◆ What is required
Write out the entries below once more, exactly.

◆ Provided data

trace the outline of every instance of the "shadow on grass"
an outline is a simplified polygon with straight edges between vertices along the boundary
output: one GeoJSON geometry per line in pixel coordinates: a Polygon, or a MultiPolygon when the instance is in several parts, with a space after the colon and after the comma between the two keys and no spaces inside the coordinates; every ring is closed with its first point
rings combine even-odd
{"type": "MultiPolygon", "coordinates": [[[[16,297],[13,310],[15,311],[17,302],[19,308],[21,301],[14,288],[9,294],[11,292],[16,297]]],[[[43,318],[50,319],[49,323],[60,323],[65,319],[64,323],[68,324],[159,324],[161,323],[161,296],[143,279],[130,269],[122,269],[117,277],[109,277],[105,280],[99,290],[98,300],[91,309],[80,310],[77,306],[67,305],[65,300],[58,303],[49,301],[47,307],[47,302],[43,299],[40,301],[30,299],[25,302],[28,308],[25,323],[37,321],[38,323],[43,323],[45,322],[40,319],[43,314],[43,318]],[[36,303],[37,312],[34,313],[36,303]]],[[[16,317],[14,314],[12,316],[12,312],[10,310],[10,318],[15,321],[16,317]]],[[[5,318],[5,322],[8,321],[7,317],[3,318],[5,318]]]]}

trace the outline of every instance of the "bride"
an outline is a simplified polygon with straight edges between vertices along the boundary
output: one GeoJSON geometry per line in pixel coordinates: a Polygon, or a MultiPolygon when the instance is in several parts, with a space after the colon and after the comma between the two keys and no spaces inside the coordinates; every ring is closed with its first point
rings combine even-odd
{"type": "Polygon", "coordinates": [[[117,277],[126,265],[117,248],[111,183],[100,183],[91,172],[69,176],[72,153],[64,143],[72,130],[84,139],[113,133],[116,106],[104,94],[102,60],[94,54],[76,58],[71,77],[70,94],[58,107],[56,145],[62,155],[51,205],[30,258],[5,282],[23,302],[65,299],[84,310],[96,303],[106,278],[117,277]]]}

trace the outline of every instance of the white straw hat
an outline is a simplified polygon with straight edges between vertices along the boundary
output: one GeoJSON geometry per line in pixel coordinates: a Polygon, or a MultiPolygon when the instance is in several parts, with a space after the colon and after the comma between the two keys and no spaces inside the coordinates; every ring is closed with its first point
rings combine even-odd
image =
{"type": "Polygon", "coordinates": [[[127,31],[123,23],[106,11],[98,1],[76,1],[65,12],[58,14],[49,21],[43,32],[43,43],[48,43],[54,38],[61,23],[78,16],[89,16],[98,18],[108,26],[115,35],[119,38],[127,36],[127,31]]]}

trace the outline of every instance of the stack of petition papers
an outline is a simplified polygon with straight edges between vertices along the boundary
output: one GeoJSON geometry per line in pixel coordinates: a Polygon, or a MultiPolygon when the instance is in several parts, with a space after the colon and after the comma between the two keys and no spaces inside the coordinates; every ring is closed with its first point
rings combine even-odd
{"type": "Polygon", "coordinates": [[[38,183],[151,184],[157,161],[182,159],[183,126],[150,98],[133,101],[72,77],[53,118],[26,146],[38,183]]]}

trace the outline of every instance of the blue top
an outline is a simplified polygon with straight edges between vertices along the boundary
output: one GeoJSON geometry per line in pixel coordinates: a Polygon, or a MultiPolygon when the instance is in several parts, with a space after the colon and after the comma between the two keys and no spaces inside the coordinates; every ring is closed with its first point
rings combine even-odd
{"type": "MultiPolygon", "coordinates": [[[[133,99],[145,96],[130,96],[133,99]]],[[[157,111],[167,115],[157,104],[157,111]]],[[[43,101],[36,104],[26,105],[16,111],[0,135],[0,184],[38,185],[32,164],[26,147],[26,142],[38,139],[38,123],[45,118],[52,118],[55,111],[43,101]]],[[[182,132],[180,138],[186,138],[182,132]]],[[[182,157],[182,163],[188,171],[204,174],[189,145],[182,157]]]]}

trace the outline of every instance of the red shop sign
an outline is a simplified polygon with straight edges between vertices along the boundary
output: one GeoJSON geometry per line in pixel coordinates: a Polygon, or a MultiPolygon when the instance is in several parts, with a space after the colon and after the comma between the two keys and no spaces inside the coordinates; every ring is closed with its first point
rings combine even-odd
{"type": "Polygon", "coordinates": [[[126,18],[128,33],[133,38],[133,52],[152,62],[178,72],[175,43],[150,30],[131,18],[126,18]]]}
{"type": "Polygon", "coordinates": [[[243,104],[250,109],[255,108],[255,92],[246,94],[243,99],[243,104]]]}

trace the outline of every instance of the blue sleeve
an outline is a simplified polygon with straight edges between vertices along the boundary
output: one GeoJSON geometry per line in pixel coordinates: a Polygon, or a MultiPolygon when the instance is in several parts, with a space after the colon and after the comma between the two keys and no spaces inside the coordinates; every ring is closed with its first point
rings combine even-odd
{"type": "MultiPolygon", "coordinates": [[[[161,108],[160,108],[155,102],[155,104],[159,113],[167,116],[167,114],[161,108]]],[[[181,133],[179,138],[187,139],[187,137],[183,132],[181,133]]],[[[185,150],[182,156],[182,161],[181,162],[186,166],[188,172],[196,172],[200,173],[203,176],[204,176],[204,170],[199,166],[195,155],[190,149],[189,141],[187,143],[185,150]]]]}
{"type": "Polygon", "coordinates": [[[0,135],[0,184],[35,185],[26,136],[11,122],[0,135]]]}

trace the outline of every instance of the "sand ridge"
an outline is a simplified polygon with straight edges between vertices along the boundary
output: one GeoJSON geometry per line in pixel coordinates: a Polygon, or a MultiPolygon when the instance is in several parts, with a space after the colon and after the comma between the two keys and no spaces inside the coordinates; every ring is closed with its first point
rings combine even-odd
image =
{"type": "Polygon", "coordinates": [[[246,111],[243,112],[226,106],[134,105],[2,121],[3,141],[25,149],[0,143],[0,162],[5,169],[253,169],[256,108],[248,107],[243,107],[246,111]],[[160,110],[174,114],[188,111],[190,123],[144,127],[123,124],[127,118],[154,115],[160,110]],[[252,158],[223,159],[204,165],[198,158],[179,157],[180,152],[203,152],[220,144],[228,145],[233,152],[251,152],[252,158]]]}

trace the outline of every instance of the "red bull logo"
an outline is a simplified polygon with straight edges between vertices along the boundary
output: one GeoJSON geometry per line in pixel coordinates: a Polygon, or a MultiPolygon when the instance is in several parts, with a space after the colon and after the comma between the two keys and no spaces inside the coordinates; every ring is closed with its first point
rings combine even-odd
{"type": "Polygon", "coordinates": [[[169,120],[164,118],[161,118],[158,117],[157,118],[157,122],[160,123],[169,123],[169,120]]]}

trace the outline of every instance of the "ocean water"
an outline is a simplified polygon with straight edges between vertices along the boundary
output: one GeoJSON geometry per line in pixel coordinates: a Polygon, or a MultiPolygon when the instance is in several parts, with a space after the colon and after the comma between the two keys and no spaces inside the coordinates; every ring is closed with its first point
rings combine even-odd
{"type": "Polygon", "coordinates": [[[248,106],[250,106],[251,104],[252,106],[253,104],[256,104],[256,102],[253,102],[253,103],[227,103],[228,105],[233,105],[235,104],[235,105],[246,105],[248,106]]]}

◆ Result for this task
trace the outline of every instance of the "shadow on grass"
an outline is a simplified polygon with straight edges between vertices along the boundary
output: one GeoJSON geometry per line in pixel coordinates: a Polygon, or a MultiPolygon when the instance is in several parts, with a space after the colon and after the comma between the two keys and no spaces inside the coordinates; every ring is closed with its first point
rings combine even-odd
{"type": "MultiPolygon", "coordinates": [[[[16,297],[13,310],[15,311],[17,302],[19,308],[21,301],[14,288],[9,294],[11,292],[16,297]]],[[[43,318],[50,319],[49,323],[60,323],[65,319],[64,323],[68,324],[159,324],[161,323],[161,296],[143,279],[130,269],[122,269],[117,277],[109,277],[105,280],[99,290],[98,300],[91,309],[80,310],[77,306],[67,305],[65,300],[58,303],[49,301],[47,307],[47,302],[43,299],[40,301],[30,299],[25,302],[28,308],[25,323],[37,321],[38,323],[43,323],[45,322],[40,319],[43,314],[43,318]],[[36,303],[37,312],[34,313],[36,303]]],[[[16,317],[14,314],[12,316],[12,312],[10,310],[10,318],[15,321],[16,317]]],[[[5,318],[5,322],[8,321],[7,317],[3,318],[5,318]]]]}

trace the outline of every instance of the "bride"
an outline is a simplified polygon with straight edges between vertices along the boundary
output: one GeoJSON geometry per line in pixel coordinates: a Polygon, or a MultiPolygon when the instance is in several parts, with a space after the colon and after the comma between the two keys and no spaces inside the coordinates; every ring is closed with its first point
rings combine even-odd
{"type": "Polygon", "coordinates": [[[117,277],[126,265],[117,248],[111,183],[100,183],[91,172],[69,176],[72,153],[64,143],[72,130],[84,139],[113,133],[116,106],[104,94],[102,60],[94,54],[76,58],[71,77],[70,94],[58,107],[56,145],[62,155],[51,205],[30,258],[5,282],[23,302],[65,299],[84,310],[96,303],[106,278],[117,277]]]}

trace the outline of every instance of the white straw hat
an outline is a simplified polygon with straight edges between vertices along the boundary
output: one GeoJSON geometry per line in pixel coordinates: a Polygon, or a MultiPolygon when the instance is in several parts, with a space after the colon and after the comma between the two keys and no spaces inside the coordinates; every ring is closed with its first point
rings combine even-odd
image =
{"type": "Polygon", "coordinates": [[[127,31],[123,23],[106,11],[98,1],[76,1],[65,12],[58,14],[49,21],[43,32],[43,43],[48,43],[54,38],[61,23],[78,16],[89,16],[98,18],[108,26],[115,35],[119,38],[127,36],[127,31]]]}

trace the outline of every instance of the stack of petition papers
an outline is a simplified polygon with straight edges between vertices along the boundary
output: one GeoJSON geometry per line in pixel coordinates: a Polygon, or a MultiPolygon when the instance is in several parts, with a space after the colon and after the comma between the two keys and no spaces inside the coordinates; every ring is closed with its first point
rings combine even-odd
{"type": "Polygon", "coordinates": [[[38,183],[151,184],[157,161],[182,159],[183,126],[150,98],[133,101],[72,77],[53,118],[26,146],[38,183]]]}

trace the outline of every instance of the blue top
an outline is a simplified polygon with straight edges between vertices along the boundary
output: one GeoJSON geometry per line in pixel coordinates: a Polygon, or a MultiPolygon when the instance is in several parts, with a space after the colon and after the comma between the two keys and no spaces inside the coordinates; every ring is closed with its first point
rings combine even-odd
{"type": "MultiPolygon", "coordinates": [[[[133,99],[145,96],[130,96],[133,99]]],[[[157,111],[167,115],[157,104],[157,111]]],[[[43,101],[36,104],[26,105],[16,111],[0,135],[0,184],[38,185],[32,164],[26,147],[26,142],[38,139],[38,123],[45,118],[52,118],[55,111],[43,101]]],[[[182,132],[180,138],[186,138],[182,132]]],[[[182,157],[182,163],[188,171],[204,174],[189,145],[182,157]]]]}

trace the outline of every instance of the red shop sign
an outline is a simplified polygon with straight edges between vertices along the boundary
output: one GeoJSON geometry per line in pixel coordinates: a Polygon, or a MultiPolygon when the instance is in several parts, with a space after the colon and after the comma between the two keys and no spaces inside the coordinates; every ring is closed with its first point
rings combine even-odd
{"type": "Polygon", "coordinates": [[[126,18],[128,33],[133,38],[133,52],[152,62],[178,72],[175,43],[150,30],[131,18],[126,18]]]}
{"type": "Polygon", "coordinates": [[[243,104],[250,109],[255,108],[255,92],[246,94],[243,99],[243,104]]]}

trace the outline of every instance of the blue sleeve
an outline is a simplified polygon with straight edges between vertices along the boundary
output: one GeoJSON geometry per line in pixel coordinates: a Polygon, or a MultiPolygon when the instance is in several parts, with a space after the colon and after the comma between the two keys and no spaces inside the coordinates; every ring is closed with its first point
rings combine even-odd
{"type": "MultiPolygon", "coordinates": [[[[161,108],[160,108],[155,102],[155,104],[159,113],[167,116],[167,114],[161,108]]],[[[181,133],[179,138],[187,139],[187,137],[183,132],[181,133]]],[[[185,150],[182,156],[182,161],[181,162],[186,166],[188,172],[196,172],[200,173],[203,176],[204,176],[204,170],[199,166],[195,155],[190,149],[189,141],[187,143],[185,150]]]]}
{"type": "Polygon", "coordinates": [[[0,135],[0,184],[35,185],[26,136],[11,122],[0,135]]]}

trace the outline of every instance of the "sand ridge"
an outline is a simplified polygon with straight edges between vertices along the boundary
output: one GeoJSON geometry per line in pixel coordinates: a Polygon, or a MultiPolygon when the instance is in several parts, with a space after the colon and after the comma between the two keys and no spaces inside the coordinates; every ring is closed with its first point
rings combine even-odd
image =
{"type": "Polygon", "coordinates": [[[246,111],[243,112],[226,106],[134,105],[2,121],[3,141],[25,149],[0,143],[0,162],[5,169],[253,169],[256,108],[248,107],[243,107],[246,111]],[[160,110],[174,114],[188,111],[190,123],[144,127],[123,124],[127,118],[154,115],[160,110]],[[252,158],[223,159],[204,165],[198,158],[179,157],[180,152],[203,152],[220,144],[228,145],[233,152],[251,152],[252,158]]]}

trace the outline of every instance of the "red bull logo"
an outline is a simplified polygon with straight edges between vertices along the boundary
output: one GeoJSON geometry per line in pixel coordinates: a Polygon, or a MultiPolygon when the instance is in several parts, with a space after the colon and after the comma between the two keys and no spaces inside the coordinates; every ring is closed with its first point
rings combine even-odd
{"type": "Polygon", "coordinates": [[[169,120],[164,118],[161,118],[158,117],[157,118],[157,122],[160,123],[169,123],[169,120]]]}

trace the outline of every instance of the "ocean water"
an outline is a simplified polygon with straight edges between vertices along the boundary
output: one GeoJSON geometry per line in pixel coordinates: a Polygon, or a MultiPolygon when the instance is in several parts, with a space after the colon and after the comma between the two keys and no spaces inside the coordinates; every ring is closed with its first point
rings combine even-odd
{"type": "Polygon", "coordinates": [[[248,106],[250,106],[251,104],[252,106],[253,104],[256,104],[256,102],[253,102],[253,103],[227,103],[228,105],[233,105],[235,104],[235,105],[246,105],[248,106]]]}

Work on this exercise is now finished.